● WHAT IS NEEDED
State how many lines of the items below contain the word "lighthouse". Reply with the number alone.

● GIVEN RECORDS

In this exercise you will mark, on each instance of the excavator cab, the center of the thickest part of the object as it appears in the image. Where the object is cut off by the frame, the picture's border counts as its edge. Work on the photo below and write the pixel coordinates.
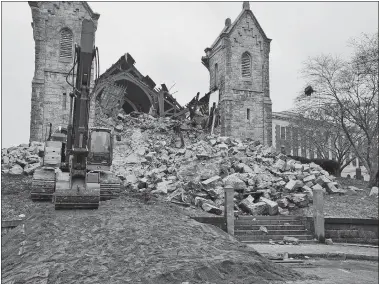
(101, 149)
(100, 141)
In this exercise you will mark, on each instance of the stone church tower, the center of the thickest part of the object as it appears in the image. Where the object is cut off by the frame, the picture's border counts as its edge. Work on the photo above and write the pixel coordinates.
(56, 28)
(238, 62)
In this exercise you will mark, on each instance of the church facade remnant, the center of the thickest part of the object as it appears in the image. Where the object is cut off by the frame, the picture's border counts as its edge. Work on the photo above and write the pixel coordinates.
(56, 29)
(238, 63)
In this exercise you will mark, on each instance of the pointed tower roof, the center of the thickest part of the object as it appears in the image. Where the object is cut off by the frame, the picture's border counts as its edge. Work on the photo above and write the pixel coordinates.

==

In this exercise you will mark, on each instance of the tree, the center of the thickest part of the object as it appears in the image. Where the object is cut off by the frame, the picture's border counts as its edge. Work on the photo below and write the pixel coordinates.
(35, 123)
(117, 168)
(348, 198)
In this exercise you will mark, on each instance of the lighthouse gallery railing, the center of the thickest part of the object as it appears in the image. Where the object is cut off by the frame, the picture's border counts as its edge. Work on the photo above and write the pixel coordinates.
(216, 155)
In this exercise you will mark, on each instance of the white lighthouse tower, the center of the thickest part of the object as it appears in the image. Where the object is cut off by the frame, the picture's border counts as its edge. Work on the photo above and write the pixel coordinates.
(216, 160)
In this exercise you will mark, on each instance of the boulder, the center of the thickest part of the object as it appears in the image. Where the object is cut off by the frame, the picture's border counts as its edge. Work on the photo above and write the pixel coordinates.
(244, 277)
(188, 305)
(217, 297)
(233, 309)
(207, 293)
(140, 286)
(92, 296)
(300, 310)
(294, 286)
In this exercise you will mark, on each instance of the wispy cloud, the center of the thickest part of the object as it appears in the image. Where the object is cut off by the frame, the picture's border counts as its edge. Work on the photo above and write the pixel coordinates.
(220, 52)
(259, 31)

...

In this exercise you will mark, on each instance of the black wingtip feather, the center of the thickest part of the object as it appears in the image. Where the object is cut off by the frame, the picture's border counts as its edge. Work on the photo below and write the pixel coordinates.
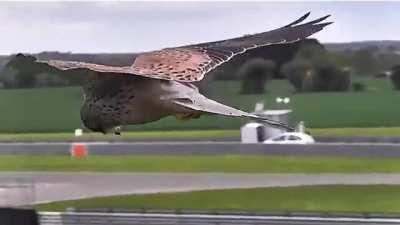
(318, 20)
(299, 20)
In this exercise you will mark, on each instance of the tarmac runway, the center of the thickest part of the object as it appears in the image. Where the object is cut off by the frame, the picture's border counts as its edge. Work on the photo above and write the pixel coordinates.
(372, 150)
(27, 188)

● WRITTEN ANSWER
2